◆ Exercise passage

────────────────────

Directed by Michael Winterbottom
Written by Laurence Coriat
With Shirley Henderson, Ian Hart, Kika Markham, Gina McKee, Molly Parker, John Simm and Jack Shepherd
Distributed by USA Films
***1/2
Cross-cutting between six members of an extended family, WONDERLAND takes place over a 4-day November holiday weekend. Debbie (Henderson) is a hairdresser and single mother suffering from a troubled relationship with her ex-boyfriend (Ian Hart). Cafe waitress Nadia (McKee) is the loneliest of the three, while the pregnant Molly (Parker), who seems to be the most settled, doesn't realize that her own security is resting on the fault line of her boyfriend's mood swings. Their parents are no happier: well into middle age, the couple has grown to hate each other. The father (Shepherd) seems attracted to a neighbor, while the mother (Markham) is a perpetual anxiety attack waiting to happen.

────────────────────

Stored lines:
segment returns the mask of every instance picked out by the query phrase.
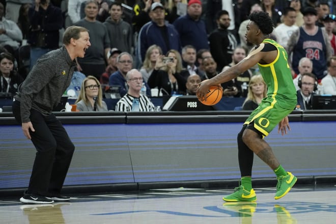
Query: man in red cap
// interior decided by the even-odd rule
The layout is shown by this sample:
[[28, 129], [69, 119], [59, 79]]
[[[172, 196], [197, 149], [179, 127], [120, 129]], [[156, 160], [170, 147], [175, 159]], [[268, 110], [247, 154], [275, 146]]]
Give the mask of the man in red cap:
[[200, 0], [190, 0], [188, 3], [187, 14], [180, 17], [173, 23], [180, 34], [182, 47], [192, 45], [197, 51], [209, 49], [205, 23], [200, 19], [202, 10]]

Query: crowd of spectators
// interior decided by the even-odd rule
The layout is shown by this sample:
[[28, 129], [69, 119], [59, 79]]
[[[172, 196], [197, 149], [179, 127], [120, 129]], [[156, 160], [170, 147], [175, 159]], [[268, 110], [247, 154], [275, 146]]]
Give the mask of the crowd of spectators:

────────────────────

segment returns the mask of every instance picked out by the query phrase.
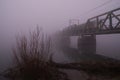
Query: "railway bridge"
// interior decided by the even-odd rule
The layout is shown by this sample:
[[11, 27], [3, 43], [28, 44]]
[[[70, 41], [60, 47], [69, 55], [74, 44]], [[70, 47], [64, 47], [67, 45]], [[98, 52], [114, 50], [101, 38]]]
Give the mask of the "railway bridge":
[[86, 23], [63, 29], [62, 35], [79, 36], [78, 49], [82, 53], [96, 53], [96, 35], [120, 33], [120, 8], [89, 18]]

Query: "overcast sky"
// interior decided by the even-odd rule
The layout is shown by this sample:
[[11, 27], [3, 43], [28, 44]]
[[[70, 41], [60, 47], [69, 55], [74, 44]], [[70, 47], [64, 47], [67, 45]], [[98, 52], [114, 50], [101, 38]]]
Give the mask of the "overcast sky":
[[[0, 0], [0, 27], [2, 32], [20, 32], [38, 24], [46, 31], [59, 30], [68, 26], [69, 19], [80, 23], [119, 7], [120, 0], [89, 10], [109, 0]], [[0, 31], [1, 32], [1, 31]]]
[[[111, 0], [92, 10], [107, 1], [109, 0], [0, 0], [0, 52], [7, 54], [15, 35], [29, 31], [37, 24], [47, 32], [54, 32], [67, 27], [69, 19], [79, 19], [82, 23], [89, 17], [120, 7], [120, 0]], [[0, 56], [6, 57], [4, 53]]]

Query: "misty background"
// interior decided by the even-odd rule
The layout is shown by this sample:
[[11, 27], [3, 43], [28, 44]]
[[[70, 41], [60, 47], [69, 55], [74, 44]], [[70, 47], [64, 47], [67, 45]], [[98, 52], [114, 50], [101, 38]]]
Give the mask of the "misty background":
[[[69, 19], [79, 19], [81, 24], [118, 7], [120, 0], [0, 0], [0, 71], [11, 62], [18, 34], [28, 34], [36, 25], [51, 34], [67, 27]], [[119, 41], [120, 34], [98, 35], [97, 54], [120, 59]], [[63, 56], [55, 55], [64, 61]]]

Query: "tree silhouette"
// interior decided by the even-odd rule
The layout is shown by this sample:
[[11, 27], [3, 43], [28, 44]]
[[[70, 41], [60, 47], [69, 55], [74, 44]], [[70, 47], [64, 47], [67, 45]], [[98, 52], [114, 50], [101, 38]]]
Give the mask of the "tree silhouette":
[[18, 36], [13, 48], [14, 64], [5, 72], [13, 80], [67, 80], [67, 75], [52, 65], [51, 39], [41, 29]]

────────────────────

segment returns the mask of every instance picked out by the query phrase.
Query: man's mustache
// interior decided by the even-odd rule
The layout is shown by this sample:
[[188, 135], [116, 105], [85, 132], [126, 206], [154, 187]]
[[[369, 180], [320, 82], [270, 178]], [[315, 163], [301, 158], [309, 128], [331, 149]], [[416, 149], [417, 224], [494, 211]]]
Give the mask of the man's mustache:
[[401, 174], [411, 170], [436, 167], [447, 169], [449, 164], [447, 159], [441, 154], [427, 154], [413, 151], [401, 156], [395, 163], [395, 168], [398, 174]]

────────────────────

◆ Things to do
a) Answer these questions from the Wonderland review.
(i) Who wrote the film?
(ii) How long is the holiday weekend over which the story takes place?
(iii) What is Debbie's job?
b) Please write what follows in the Wonderland review, picking up after its last sentence.
The stored lines come from a separate source and are unrelated to the Wonderland review.

◆ Responses per task
a)
(i) Laurence Coriat
(ii) Four days
(iii) She is a hairdresser.

b)
Coriat's screenplay is assembled so well that its many contrivances only become apparent in retrospect. Initially, it appears to jump randomly between characters. Not until late Saturday night do the connections between individual stories become clear. Plenty of weaker films, such as Jeremy Podeswa's THE FIVE SENSES (now playing alongside WONDERLAND at New York arthouses), have piled on coincidences and chance encounters in a vain attempt to add Significance to a collection of already pretentious fragments. In this regard, Egoyan and Kieslowksi have turned out to be dangerous role models. WONDERLAND could easily have fallen into the same trap, but its impressive mise-en-scéne is inseparable from its content.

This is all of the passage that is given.